● Task
Write out, word for word, the stretch of the Datatune Map documentation below from "# Load data" through "the mapping operation.".

● Selected extract

+-------+

Map#
The Map
operation in Datatune uses LLMs to transform data in a dataset by generating new fields or modifying existing ones based on natural language instructions.
Basic Usage#
from datatune.core.map import Map
from datatune.llm.llm import LLM
import dask.dataframe as dd
# Initialize LLM
llm = LLM(model_name="openai/gpt-3.5-turbo")
# Load data
df = dd.read_csv("data.csv")
# Apply transformation
mapped_df = Map(
prompt="Extract country and city from the address field",
output_fields=["country", "city"]
)(llm, df)
# Process results
mapped_df.compute()
Parameters#
prompt (str, required): Natural language prompt describing the desired transformation.
input_fields (List, optional): Specific fields to include in processing. If None, all fields are used.
output_fields (List, optional): Names of new or modified fields to be created. Helps the LLM understand the expected output structure.
name (str, optional): Custom name for the mapping operation.
Metadata#
The Map operation maintains internal columns (prefixed with the map name and suffixed with __DATATUNE__
):
{name}_SERIALIZED_INPUT__DATATUNE__
: String representation of each row{name}_MAP_PROMPT__DATATUNE__
: Complete prompt sent to the LLM{name}_LLM_OUTPUT__DATATUNE__
: Raw LLM response
Errored rows are captured in the ERRORED_COLUMN
as boolean.

+-------+

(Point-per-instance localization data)

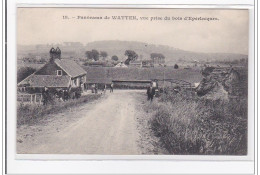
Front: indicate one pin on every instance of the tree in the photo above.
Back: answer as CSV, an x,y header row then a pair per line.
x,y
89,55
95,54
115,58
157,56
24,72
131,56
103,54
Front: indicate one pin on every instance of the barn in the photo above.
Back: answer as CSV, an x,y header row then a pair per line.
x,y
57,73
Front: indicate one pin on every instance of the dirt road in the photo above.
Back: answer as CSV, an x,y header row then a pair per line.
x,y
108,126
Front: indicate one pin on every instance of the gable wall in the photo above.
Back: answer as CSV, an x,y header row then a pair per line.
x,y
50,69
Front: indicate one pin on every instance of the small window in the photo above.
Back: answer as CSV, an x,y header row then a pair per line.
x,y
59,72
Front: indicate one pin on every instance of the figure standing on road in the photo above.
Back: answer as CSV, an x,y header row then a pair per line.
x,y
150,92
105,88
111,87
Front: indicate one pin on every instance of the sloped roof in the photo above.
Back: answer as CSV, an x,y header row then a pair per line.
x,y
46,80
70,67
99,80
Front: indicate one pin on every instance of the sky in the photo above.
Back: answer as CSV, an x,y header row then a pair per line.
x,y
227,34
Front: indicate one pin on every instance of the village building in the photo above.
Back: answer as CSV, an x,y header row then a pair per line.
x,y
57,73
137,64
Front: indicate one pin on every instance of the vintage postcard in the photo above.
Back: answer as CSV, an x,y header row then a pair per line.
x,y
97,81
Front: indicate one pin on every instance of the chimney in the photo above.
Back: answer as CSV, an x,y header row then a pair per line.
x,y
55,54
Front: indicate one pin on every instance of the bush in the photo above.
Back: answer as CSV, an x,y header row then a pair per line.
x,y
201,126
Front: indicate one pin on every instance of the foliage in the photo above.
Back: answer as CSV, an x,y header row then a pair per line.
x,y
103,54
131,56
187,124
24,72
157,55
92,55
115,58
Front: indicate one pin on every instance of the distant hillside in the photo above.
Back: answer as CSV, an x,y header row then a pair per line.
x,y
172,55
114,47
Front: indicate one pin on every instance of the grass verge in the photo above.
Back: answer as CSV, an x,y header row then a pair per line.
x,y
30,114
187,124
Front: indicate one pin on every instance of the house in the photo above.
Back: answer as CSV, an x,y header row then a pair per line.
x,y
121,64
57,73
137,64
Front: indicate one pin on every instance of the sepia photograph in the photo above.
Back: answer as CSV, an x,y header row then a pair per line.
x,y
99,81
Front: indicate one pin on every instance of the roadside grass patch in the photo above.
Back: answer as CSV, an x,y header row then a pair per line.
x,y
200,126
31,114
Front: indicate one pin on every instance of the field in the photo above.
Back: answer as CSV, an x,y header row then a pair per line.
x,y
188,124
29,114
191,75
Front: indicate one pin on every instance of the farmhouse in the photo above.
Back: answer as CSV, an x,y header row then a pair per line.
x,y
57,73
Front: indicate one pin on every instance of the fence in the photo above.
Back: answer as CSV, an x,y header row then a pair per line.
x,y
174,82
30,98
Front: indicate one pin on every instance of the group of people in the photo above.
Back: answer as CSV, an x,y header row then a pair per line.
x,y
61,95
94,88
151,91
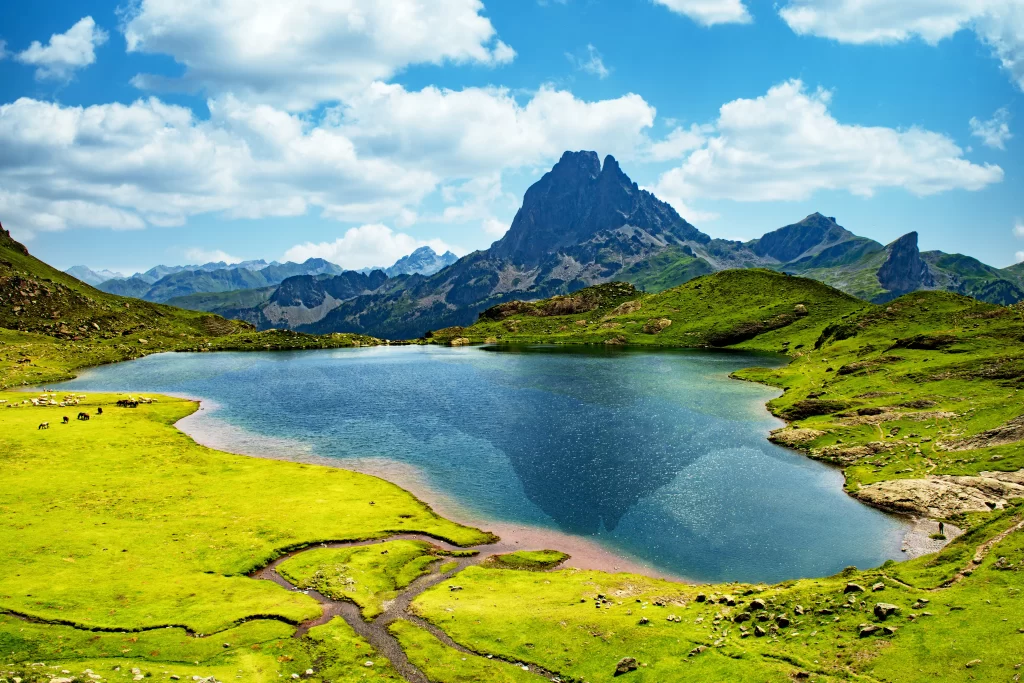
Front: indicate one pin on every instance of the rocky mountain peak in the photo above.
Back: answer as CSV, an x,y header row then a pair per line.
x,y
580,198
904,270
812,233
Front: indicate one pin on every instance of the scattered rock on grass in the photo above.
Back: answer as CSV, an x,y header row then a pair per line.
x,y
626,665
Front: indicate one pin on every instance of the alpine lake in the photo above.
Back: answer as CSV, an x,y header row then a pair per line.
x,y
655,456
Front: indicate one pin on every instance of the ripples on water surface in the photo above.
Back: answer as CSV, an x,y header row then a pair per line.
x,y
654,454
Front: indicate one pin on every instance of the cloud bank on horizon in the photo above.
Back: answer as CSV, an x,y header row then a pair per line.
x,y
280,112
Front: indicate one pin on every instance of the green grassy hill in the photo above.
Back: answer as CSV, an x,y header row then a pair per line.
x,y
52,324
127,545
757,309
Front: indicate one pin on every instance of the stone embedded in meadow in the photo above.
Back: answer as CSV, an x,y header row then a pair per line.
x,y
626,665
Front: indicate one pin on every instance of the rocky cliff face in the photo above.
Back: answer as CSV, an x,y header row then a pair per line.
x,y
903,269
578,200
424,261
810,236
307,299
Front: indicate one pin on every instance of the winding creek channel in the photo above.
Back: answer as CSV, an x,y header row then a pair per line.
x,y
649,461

+-------+

● Response area
# Load data
df = dd.read_csv("data.csv")
# Apply transformation
mapped_df = Map(
prompt="Extract country and city from the address field",
output_fields=["country", "city"]
)(llm, df)
# Process results
mapped_df.compute()
Parameters#
prompt (str, required): Natural language prompt describing the desired transformation.
input_fields (List, optional): Specific fields to include in processing. If None, all fields are used.
output_fields (List, optional): Names of new or modified fields to be created. Helps the LLM understand the expected output structure.
name (str, optional): Custom name for the mapping operation.